▶ _TASK OBJECTIVE_
Return the lines of the listing starting at the line containing "Category: dusk sky" and ending at the line containing "[0,1,446,157]", reproducing each one exactly.

Annotated coordinate records
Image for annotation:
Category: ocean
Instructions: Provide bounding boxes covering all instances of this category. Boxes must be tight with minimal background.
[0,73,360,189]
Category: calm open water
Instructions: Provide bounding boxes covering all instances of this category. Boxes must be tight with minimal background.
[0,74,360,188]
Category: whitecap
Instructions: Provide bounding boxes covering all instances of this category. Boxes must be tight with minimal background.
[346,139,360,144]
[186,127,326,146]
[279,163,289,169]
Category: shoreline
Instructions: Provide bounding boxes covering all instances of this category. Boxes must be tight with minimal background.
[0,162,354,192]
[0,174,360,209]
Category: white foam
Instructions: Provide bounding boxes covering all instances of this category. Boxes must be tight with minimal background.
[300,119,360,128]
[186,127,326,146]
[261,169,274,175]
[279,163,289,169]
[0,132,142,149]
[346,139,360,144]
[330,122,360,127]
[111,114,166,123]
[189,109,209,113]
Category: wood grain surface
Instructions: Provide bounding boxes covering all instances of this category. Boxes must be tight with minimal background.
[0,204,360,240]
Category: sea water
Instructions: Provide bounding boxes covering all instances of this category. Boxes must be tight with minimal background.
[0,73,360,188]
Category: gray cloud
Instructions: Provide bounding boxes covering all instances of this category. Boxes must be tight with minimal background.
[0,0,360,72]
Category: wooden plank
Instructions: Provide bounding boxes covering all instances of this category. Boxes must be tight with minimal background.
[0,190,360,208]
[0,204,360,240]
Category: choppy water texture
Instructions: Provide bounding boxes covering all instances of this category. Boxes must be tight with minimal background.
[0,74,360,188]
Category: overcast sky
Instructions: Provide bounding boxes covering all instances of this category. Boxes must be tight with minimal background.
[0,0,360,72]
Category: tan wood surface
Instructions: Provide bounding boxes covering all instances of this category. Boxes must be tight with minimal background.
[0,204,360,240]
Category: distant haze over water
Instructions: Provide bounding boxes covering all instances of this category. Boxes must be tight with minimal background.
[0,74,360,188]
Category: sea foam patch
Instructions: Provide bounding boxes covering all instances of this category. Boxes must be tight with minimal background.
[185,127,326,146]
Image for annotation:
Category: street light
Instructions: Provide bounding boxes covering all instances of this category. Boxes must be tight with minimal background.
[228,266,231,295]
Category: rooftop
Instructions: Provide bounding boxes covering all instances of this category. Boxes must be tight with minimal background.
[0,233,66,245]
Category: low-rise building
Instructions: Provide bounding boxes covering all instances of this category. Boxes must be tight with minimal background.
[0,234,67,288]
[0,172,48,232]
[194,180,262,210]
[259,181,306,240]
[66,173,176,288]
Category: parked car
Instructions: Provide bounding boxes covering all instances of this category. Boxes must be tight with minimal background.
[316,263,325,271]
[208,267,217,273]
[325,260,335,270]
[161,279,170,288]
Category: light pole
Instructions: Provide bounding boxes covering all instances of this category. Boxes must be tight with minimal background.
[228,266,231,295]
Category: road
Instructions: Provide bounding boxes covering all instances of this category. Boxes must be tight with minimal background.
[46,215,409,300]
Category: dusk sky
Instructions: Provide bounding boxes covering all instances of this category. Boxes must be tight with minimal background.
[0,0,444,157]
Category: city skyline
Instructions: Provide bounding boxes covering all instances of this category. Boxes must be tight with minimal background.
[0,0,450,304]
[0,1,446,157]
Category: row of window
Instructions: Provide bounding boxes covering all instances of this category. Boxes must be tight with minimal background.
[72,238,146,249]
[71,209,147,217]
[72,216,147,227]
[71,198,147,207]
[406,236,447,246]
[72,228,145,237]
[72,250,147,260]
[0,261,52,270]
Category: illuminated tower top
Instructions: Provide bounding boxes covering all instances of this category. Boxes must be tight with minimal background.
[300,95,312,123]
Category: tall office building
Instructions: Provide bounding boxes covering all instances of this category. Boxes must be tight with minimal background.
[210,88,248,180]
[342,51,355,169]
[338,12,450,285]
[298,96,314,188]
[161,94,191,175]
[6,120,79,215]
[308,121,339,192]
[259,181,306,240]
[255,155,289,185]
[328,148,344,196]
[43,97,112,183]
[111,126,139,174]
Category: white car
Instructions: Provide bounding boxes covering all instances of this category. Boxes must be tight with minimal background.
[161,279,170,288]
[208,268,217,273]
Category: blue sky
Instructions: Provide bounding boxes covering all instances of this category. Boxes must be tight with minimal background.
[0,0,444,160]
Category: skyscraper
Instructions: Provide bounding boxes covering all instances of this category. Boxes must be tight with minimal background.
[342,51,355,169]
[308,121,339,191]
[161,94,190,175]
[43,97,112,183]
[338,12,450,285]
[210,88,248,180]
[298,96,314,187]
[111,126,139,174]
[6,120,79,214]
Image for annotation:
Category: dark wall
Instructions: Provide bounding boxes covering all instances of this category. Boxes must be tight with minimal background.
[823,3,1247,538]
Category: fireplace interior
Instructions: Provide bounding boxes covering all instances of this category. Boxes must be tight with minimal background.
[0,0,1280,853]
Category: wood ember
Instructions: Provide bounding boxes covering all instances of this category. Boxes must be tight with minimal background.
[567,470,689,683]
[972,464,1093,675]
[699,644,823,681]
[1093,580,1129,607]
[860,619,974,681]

▶ _PROBLEM SOLUTION_
Category: dusk sky
Instructions: Provide bounding boxes covering all instances of this category. Boxes must be tight with minimal background.
[0,0,444,157]
Category: city skyline
Instructions: Provide bounding boxes covering all instances of this category. Boxes must be tight with minimal background.
[0,0,450,304]
[0,1,446,157]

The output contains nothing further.